======== Recorded information

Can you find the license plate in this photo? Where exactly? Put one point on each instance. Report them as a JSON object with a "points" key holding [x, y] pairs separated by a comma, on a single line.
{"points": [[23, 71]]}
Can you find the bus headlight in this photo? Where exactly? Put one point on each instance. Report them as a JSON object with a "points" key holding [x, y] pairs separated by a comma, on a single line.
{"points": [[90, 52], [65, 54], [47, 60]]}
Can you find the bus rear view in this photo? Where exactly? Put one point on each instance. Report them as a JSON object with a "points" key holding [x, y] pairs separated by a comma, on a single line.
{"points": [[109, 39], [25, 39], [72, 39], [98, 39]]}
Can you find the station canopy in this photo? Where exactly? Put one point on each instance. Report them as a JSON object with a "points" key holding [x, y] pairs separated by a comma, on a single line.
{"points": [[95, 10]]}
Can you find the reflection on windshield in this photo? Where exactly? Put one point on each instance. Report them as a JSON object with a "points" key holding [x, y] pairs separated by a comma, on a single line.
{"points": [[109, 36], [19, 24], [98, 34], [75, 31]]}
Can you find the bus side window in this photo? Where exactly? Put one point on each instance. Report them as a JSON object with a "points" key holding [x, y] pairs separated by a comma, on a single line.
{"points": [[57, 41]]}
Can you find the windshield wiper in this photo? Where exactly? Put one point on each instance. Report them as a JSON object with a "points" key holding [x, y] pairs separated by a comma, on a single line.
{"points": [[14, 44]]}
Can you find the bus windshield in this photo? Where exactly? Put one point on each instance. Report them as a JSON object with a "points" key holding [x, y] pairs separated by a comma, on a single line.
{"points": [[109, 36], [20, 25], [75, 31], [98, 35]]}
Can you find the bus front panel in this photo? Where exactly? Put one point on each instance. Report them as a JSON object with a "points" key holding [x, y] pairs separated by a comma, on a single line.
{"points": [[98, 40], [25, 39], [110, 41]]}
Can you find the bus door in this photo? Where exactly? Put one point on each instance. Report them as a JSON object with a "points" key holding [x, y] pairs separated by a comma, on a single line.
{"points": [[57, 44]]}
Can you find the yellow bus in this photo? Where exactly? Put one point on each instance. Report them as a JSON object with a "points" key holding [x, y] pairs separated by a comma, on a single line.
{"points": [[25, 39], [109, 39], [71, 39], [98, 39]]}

================

* Required work *
Beginning at the line that holds "Can you find the reflection", write out word for word each line through the end of the records.

* Answer for this exercise *
Can you find the reflection on windshield in this photo? Where exactly? Put one point on each instance. Report them as a JSON object with a "points" key holding [x, y] pairs separated by a comma, on a single line.
{"points": [[109, 36], [19, 24], [98, 34], [75, 31]]}
Can you find the bus side window in this photo? Where exactly? Put one point on each instance. Report them as a JSON object with a "points" key holding [x, y] pairs separated by a comma, on a single line.
{"points": [[57, 41]]}
Can you find the windshield wiper in this photo? Where exactly? Put one point on each instance. Report them as a JSON object with a "points" key holding [x, y] pairs separated by a comma, on a single line.
{"points": [[14, 44]]}
Can you find the bus windshield in this photo? Where exactly? Put one point on each instance. Report them as a JSON object with a "points" key holding [x, y] pairs separated by a comma, on a single line.
{"points": [[109, 36], [20, 25], [75, 31], [98, 35]]}
Can you find the bus front panel in this photo? Where exactly? Put one point on each instance. Report them as a JSON object with a "points" key holding [x, y] pairs separated by a comma, on a single line.
{"points": [[98, 40], [25, 39], [110, 41]]}
Can you find the bus door in this photo? Where exactly? Put one point on each instance. Report them as a JSON object with a "points" key holding [x, y] pairs separated by a comma, on a single line.
{"points": [[57, 44]]}
Can you find the yellow bus in this photo? Where exactly? Put one point on each instance. Report them as a JSON object with a "points" key holding [x, y] pairs separated by a comma, on a single line.
{"points": [[25, 39], [109, 39], [71, 39], [98, 39]]}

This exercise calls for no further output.